■ Task objective ■
Please give the records below again in full, exactly, with the images left out.

■ Given records ■
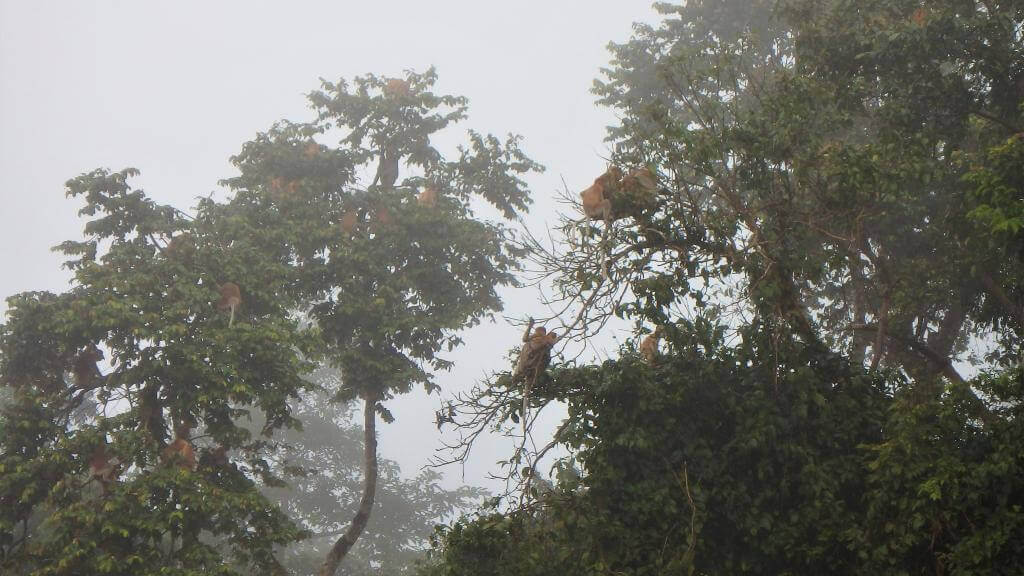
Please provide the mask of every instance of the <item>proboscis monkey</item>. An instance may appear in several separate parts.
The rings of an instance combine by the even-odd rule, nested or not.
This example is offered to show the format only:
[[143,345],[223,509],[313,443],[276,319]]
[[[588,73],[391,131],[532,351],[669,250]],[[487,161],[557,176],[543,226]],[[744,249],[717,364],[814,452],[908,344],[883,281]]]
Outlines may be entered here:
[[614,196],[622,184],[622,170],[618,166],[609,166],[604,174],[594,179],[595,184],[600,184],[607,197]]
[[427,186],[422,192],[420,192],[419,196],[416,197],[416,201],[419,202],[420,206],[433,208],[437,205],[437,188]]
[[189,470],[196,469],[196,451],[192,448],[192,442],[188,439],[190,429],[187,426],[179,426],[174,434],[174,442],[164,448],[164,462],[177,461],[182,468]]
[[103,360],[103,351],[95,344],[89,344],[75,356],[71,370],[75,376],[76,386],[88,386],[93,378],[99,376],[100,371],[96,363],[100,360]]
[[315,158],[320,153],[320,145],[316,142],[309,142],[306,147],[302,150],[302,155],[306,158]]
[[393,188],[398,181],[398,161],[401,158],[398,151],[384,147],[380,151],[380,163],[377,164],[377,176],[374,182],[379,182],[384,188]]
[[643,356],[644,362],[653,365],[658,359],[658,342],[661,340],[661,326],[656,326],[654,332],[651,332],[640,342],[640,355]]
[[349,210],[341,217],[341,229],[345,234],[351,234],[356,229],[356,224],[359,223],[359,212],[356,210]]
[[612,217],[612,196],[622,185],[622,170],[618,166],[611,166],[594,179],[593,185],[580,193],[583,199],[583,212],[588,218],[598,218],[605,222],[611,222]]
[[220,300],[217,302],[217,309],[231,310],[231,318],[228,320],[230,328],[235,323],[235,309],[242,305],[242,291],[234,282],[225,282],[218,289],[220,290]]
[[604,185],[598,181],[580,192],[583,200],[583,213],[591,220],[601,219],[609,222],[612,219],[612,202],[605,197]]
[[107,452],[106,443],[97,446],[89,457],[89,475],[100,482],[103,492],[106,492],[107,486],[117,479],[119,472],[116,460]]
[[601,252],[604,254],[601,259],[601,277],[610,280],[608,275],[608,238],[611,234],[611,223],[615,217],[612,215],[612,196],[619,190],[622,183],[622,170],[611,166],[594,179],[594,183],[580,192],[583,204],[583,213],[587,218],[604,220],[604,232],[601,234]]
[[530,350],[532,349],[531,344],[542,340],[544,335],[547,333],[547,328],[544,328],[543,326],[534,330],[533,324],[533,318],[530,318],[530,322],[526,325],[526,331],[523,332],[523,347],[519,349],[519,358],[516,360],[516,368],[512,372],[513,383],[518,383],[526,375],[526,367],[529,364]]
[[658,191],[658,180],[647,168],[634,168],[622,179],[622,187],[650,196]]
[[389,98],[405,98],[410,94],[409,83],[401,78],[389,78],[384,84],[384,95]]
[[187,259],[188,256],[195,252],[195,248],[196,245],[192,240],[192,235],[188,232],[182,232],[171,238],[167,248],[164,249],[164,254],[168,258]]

■ Result of this task ■
Please provide the mask of every instance of the <item>proboscis monkey</item>. An instance may appear in several separate parts.
The rings of an instance combine by the even-odd rule, nested or not.
This example is offered to show the format only:
[[143,345],[223,509],[313,443],[276,319]]
[[[588,73],[391,131],[532,351],[669,250]],[[487,161],[557,176],[543,226]],[[744,249],[717,364],[814,452],[908,344],[883,281]]]
Outlines may be entered here:
[[614,196],[622,184],[622,170],[618,166],[609,166],[604,174],[594,179],[595,184],[600,184],[607,197]]
[[427,186],[422,192],[420,192],[419,196],[416,197],[416,201],[419,202],[420,206],[433,208],[437,205],[437,188]]
[[189,470],[196,469],[196,451],[192,448],[192,442],[188,439],[190,429],[187,426],[179,426],[174,434],[174,442],[164,448],[164,462],[177,461],[182,468]]
[[103,360],[103,351],[95,344],[89,344],[75,356],[71,370],[75,376],[76,386],[88,386],[93,378],[99,376],[100,371],[96,363],[100,360]]
[[315,158],[320,153],[320,145],[316,142],[309,142],[306,147],[302,150],[302,155],[306,158]]
[[393,188],[398,181],[398,161],[401,158],[398,151],[384,147],[380,151],[380,163],[377,164],[377,176],[374,182],[379,182],[384,188]]
[[643,356],[644,362],[653,365],[658,359],[658,342],[661,340],[661,326],[656,326],[654,332],[651,332],[640,342],[640,355]]
[[349,210],[341,217],[341,229],[345,234],[351,234],[356,229],[356,224],[359,223],[359,212],[356,210]]
[[612,217],[612,196],[622,185],[622,170],[618,166],[611,166],[594,179],[593,185],[580,193],[583,199],[583,212],[588,218],[598,218],[605,222],[611,222]]
[[220,300],[217,302],[217,309],[231,310],[231,318],[228,320],[230,328],[235,323],[235,309],[242,305],[242,291],[234,282],[225,282],[218,289],[220,290]]
[[604,185],[598,181],[580,192],[583,200],[583,213],[591,220],[601,219],[609,222],[612,219],[612,202],[605,197]]
[[107,452],[106,443],[97,446],[89,457],[89,475],[100,482],[103,492],[106,492],[107,486],[117,479],[119,472],[116,460]]
[[601,252],[604,254],[601,259],[601,277],[610,280],[608,275],[608,238],[611,234],[611,223],[615,217],[612,215],[612,196],[619,190],[622,183],[622,170],[611,166],[594,179],[594,183],[580,192],[583,204],[583,213],[587,218],[604,220],[604,232],[601,234]]
[[530,350],[532,349],[531,344],[542,340],[544,335],[547,333],[547,328],[544,328],[543,326],[534,330],[533,324],[533,318],[530,318],[530,322],[526,325],[526,331],[523,332],[523,347],[519,349],[519,358],[516,360],[516,368],[512,372],[513,383],[518,383],[526,375],[526,367],[529,364]]
[[658,191],[658,180],[647,168],[634,168],[622,179],[622,187],[650,196]]
[[389,98],[405,98],[410,94],[409,83],[401,78],[389,78],[384,84],[384,95]]
[[187,259],[188,256],[195,252],[195,248],[196,245],[192,240],[192,235],[188,232],[182,232],[171,238],[167,248],[164,249],[164,254],[168,258]]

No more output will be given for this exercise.